Input data >>

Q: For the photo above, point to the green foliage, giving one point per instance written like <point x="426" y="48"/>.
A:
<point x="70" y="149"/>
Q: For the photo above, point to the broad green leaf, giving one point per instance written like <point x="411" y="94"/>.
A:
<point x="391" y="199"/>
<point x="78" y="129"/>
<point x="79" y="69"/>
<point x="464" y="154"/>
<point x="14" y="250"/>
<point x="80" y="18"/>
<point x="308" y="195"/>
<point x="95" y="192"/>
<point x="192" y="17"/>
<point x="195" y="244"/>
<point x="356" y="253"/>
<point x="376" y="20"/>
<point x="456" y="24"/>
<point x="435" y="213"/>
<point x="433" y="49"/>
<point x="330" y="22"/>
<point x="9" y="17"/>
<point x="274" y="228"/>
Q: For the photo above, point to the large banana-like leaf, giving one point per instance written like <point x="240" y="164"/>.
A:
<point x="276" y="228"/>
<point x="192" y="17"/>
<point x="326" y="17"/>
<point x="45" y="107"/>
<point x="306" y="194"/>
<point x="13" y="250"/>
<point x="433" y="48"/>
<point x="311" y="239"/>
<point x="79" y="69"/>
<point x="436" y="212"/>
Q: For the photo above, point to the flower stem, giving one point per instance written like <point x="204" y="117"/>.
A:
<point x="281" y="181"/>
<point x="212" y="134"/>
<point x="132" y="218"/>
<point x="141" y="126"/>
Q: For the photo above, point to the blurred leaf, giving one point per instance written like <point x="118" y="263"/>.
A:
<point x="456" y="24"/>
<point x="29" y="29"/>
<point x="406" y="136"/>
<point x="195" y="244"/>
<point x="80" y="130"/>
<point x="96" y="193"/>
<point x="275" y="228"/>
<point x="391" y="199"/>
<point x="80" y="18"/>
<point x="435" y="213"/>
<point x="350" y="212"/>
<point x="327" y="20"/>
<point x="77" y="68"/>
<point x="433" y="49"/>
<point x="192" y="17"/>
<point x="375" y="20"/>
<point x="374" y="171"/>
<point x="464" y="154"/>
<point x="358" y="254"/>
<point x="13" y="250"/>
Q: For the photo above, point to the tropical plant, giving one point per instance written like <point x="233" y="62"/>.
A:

What is needed >> Across the listing above, how many lines include the word "written"? Answer with only the number.

Expected output >> 6